▶ _Your goal_: Copy out every record precisely.

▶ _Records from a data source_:

-=-=-

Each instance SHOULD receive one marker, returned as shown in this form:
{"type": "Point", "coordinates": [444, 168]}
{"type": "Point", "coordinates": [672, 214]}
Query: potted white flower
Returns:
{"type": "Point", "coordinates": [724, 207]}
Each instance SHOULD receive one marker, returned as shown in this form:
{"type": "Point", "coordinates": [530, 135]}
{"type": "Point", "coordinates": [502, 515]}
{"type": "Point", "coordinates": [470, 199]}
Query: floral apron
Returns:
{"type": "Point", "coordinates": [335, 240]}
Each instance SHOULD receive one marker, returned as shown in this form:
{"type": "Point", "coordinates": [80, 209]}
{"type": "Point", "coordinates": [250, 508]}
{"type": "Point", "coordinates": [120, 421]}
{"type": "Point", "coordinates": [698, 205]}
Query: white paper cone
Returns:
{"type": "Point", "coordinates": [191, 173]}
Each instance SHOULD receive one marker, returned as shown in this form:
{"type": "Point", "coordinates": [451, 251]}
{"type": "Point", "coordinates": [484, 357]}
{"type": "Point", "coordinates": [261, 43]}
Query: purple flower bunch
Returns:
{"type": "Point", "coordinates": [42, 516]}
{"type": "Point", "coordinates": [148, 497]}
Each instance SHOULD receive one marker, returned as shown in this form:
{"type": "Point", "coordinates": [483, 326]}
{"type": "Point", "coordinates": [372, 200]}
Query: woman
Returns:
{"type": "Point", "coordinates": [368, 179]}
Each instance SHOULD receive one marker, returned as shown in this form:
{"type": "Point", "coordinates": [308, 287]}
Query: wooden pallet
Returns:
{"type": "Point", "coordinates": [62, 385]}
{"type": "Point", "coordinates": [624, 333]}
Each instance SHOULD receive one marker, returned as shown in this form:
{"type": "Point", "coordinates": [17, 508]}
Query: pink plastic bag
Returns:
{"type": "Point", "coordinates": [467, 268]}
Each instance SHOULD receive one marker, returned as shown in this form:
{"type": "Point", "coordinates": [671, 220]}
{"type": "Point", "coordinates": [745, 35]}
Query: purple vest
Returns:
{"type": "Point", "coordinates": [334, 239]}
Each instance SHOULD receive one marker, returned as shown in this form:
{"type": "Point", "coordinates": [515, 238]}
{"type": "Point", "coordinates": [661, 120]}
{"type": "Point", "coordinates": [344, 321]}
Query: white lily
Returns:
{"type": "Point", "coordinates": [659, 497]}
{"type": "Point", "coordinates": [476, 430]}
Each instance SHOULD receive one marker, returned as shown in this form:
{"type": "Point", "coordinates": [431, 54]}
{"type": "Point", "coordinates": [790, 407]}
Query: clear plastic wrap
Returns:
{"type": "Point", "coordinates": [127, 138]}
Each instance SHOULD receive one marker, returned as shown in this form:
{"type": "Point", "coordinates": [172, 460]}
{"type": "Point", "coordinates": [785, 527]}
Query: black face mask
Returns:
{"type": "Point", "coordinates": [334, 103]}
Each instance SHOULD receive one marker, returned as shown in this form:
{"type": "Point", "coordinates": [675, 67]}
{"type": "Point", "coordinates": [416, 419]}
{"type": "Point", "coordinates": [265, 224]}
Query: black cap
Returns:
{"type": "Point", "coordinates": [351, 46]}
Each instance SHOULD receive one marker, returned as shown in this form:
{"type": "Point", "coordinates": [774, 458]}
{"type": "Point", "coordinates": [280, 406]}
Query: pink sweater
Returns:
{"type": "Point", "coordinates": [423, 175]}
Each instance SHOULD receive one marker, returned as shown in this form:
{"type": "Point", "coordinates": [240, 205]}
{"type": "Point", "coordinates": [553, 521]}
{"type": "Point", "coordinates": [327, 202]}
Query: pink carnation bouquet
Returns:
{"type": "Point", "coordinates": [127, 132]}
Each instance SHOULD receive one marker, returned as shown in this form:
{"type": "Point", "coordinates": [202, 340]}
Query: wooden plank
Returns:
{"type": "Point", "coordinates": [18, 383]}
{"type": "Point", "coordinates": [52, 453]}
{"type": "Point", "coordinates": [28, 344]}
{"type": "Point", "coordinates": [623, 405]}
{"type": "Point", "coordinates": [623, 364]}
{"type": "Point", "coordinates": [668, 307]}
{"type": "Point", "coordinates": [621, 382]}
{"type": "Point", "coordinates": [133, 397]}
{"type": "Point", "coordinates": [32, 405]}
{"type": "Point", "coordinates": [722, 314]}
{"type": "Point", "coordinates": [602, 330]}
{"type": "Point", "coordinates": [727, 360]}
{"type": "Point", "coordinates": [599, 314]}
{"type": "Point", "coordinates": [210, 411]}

-=-=-

▶ _Worked solution_:
Each instance SHOULD receive one marker, returned as shown in this form:
{"type": "Point", "coordinates": [444, 168]}
{"type": "Point", "coordinates": [672, 214]}
Query: potted white flower
Returns:
{"type": "Point", "coordinates": [724, 207]}
Each instance SHOULD receive one marker, returned as shown in this form:
{"type": "Point", "coordinates": [530, 135]}
{"type": "Point", "coordinates": [502, 515]}
{"type": "Point", "coordinates": [470, 199]}
Query: floral apron
Returns:
{"type": "Point", "coordinates": [335, 240]}
Each instance SHOULD receive one marker, returned as shown in this form:
{"type": "Point", "coordinates": [80, 209]}
{"type": "Point", "coordinates": [250, 508]}
{"type": "Point", "coordinates": [120, 421]}
{"type": "Point", "coordinates": [698, 205]}
Query: white paper cone
Returns:
{"type": "Point", "coordinates": [191, 173]}
Each instance SHOULD receive one marker, returned as shown in this form:
{"type": "Point", "coordinates": [451, 251]}
{"type": "Point", "coordinates": [484, 357]}
{"type": "Point", "coordinates": [261, 43]}
Query: purple flower bunch
Returns:
{"type": "Point", "coordinates": [42, 516]}
{"type": "Point", "coordinates": [148, 497]}
Each instance SHOULD receive one marker, returned as shown in this form:
{"type": "Point", "coordinates": [483, 326]}
{"type": "Point", "coordinates": [372, 200]}
Query: woman
Returns:
{"type": "Point", "coordinates": [368, 179]}
Each instance SHOULD receive one marker, returned as shown in this form:
{"type": "Point", "coordinates": [308, 287]}
Query: wooden pallet
Returns:
{"type": "Point", "coordinates": [62, 385]}
{"type": "Point", "coordinates": [624, 333]}
Each instance SHOULD receive one marker, returned as shown in this form:
{"type": "Point", "coordinates": [17, 508]}
Query: pink plastic bag
Returns:
{"type": "Point", "coordinates": [467, 268]}
Each instance SHOULD receive one marker, returned as shown in this form:
{"type": "Point", "coordinates": [671, 220]}
{"type": "Point", "coordinates": [745, 35]}
Query: purple vest
Returns:
{"type": "Point", "coordinates": [334, 239]}
Each instance SHOULD receive one marker, returned as shown in this form:
{"type": "Point", "coordinates": [515, 238]}
{"type": "Point", "coordinates": [661, 120]}
{"type": "Point", "coordinates": [344, 321]}
Query: white lily
Returns:
{"type": "Point", "coordinates": [659, 497]}
{"type": "Point", "coordinates": [476, 430]}
Each instance SHOULD receive one marker, returned as shown in this form:
{"type": "Point", "coordinates": [431, 54]}
{"type": "Point", "coordinates": [790, 407]}
Query: clear plastic wrap
Returns:
{"type": "Point", "coordinates": [127, 138]}
Each instance SHOULD receive one marker, returned as shown in this form:
{"type": "Point", "coordinates": [172, 460]}
{"type": "Point", "coordinates": [785, 527]}
Query: black face mask
Returns:
{"type": "Point", "coordinates": [334, 103]}
Each instance SHOULD receive one marker, returned as shown in this form:
{"type": "Point", "coordinates": [675, 67]}
{"type": "Point", "coordinates": [416, 419]}
{"type": "Point", "coordinates": [265, 224]}
Query: black cap
Returns:
{"type": "Point", "coordinates": [351, 46]}
Each instance SHOULD receive one marker, returned as shown in this form:
{"type": "Point", "coordinates": [774, 458]}
{"type": "Point", "coordinates": [280, 406]}
Query: pink sweater
Returns:
{"type": "Point", "coordinates": [423, 175]}
Each instance SHOULD receive one marker, returned as shown in this form:
{"type": "Point", "coordinates": [240, 205]}
{"type": "Point", "coordinates": [553, 521]}
{"type": "Point", "coordinates": [327, 202]}
Query: pink carnation bouquet
Returns:
{"type": "Point", "coordinates": [127, 132]}
Each instance SHOULD receive one marker, returned as shown in this form:
{"type": "Point", "coordinates": [202, 340]}
Query: wooden plank
Returns:
{"type": "Point", "coordinates": [18, 383]}
{"type": "Point", "coordinates": [52, 453]}
{"type": "Point", "coordinates": [28, 344]}
{"type": "Point", "coordinates": [623, 405]}
{"type": "Point", "coordinates": [623, 364]}
{"type": "Point", "coordinates": [668, 307]}
{"type": "Point", "coordinates": [621, 382]}
{"type": "Point", "coordinates": [133, 397]}
{"type": "Point", "coordinates": [32, 405]}
{"type": "Point", "coordinates": [722, 314]}
{"type": "Point", "coordinates": [602, 330]}
{"type": "Point", "coordinates": [727, 360]}
{"type": "Point", "coordinates": [599, 314]}
{"type": "Point", "coordinates": [210, 411]}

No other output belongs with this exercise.